Labeled area outline items
--*--

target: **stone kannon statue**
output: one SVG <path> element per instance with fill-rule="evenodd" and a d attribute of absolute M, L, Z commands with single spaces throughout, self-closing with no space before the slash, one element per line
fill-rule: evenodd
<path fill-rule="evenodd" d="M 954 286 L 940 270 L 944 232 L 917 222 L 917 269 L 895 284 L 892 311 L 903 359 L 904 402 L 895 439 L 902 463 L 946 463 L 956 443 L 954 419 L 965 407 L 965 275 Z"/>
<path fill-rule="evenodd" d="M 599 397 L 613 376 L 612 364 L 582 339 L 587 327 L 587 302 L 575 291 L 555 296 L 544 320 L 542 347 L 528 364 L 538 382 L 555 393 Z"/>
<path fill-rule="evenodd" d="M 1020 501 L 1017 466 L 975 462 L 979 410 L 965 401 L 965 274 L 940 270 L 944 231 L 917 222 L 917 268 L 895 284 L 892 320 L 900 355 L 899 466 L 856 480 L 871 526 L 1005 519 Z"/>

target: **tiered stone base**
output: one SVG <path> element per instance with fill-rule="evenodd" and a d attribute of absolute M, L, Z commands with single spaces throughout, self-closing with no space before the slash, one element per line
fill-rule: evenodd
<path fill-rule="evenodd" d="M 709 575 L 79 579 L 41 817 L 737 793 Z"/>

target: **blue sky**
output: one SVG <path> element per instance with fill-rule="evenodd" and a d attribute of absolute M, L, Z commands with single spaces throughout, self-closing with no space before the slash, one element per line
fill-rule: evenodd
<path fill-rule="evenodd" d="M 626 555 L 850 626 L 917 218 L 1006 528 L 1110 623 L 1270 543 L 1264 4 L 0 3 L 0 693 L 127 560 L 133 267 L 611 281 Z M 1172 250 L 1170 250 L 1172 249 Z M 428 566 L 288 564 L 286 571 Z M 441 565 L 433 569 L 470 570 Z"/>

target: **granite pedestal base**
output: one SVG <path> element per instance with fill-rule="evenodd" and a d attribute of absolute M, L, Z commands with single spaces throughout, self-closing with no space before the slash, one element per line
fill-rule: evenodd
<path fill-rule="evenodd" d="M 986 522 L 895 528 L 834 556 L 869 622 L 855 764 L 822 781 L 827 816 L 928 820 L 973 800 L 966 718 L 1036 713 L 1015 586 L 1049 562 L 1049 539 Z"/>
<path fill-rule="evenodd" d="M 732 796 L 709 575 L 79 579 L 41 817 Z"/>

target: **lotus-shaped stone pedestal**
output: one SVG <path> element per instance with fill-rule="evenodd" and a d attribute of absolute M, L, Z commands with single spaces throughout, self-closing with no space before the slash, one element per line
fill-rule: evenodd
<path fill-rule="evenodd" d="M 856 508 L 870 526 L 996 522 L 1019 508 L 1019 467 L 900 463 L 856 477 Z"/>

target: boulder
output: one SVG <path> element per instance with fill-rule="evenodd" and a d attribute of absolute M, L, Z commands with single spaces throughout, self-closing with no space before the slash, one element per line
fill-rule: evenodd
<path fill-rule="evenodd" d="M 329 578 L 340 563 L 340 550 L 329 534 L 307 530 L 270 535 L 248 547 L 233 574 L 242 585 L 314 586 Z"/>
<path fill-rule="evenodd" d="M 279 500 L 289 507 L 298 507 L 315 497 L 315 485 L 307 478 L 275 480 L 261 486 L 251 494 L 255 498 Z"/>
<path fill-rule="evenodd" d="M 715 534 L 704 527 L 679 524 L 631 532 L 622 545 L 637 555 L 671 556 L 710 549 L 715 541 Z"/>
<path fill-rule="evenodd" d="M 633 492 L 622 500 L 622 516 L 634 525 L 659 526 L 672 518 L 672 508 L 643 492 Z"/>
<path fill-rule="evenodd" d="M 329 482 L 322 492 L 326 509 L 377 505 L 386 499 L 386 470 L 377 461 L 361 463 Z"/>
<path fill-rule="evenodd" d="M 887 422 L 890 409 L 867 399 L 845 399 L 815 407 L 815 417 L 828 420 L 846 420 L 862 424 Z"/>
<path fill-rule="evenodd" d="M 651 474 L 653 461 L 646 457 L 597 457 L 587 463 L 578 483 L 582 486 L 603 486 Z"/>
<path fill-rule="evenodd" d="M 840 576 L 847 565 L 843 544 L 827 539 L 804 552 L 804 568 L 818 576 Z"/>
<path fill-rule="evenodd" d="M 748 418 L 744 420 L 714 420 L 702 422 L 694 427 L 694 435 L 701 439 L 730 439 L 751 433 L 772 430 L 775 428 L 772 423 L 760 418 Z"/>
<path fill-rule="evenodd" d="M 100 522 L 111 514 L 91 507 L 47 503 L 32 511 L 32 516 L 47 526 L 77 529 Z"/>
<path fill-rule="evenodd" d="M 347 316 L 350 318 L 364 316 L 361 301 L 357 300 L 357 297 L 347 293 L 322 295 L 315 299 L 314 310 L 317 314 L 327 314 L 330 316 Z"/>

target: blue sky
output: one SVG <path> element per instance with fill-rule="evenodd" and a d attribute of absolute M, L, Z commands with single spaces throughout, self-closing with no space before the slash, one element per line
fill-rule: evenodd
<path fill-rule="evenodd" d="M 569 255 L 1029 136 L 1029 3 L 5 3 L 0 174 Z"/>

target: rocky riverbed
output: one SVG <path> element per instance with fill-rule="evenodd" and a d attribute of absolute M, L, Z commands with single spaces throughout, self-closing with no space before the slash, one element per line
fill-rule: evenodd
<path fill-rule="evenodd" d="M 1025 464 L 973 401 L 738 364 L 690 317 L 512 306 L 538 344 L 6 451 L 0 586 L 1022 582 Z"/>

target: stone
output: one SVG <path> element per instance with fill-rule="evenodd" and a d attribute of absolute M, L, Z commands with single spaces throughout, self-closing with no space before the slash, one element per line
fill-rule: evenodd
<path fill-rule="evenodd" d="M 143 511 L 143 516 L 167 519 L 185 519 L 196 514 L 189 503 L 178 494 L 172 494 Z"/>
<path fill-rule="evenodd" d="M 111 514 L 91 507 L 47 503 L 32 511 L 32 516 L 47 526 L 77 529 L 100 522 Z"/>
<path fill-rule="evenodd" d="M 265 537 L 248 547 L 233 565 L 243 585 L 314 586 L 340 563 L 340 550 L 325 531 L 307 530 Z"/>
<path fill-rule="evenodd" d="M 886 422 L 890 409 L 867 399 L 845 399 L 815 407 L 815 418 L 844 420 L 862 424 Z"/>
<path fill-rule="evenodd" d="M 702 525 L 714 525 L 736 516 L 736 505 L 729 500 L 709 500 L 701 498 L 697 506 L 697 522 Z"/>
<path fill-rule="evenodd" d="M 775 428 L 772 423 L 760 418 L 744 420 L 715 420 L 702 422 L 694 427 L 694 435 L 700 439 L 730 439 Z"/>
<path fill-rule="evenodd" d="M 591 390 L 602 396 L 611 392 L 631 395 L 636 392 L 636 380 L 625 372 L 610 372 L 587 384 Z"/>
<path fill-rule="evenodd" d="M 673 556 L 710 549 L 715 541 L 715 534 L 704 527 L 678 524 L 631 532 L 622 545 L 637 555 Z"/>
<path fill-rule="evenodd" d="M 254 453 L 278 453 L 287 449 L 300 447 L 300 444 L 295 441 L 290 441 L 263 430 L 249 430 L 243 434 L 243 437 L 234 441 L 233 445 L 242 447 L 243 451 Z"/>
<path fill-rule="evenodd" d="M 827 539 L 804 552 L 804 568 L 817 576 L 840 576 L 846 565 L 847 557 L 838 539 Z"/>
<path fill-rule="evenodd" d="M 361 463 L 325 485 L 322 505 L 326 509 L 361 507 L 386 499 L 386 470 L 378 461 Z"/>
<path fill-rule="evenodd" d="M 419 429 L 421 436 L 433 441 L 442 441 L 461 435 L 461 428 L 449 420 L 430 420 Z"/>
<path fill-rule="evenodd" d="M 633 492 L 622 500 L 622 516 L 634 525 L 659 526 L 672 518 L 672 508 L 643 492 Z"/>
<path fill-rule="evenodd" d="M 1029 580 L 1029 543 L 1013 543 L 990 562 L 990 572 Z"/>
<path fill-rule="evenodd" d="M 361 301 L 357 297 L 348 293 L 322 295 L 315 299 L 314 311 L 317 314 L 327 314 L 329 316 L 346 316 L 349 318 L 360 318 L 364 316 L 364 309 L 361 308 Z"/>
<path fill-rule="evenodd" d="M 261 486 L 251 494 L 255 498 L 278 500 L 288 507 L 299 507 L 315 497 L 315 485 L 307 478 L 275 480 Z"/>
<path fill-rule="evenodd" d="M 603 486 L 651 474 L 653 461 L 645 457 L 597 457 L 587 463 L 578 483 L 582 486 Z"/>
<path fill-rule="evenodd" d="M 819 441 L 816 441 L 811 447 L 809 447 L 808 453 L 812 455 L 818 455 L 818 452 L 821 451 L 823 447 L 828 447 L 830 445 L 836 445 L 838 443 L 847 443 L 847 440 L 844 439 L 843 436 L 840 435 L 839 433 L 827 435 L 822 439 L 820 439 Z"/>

--*--

INSTRUCTION
Reproduce word for word the lines from the one containing "target: blue sky" up to and including the one containing "569 255 L 1029".

FINISHED TASK
target: blue sky
output: one SVG <path> element per instance with fill-rule="evenodd" and a d attribute of absolute M, L, Z commands with single spaces throughout, self-closing with no space before the slash, one element per line
fill-rule: evenodd
<path fill-rule="evenodd" d="M 569 255 L 1029 136 L 1029 3 L 5 3 L 0 174 Z"/>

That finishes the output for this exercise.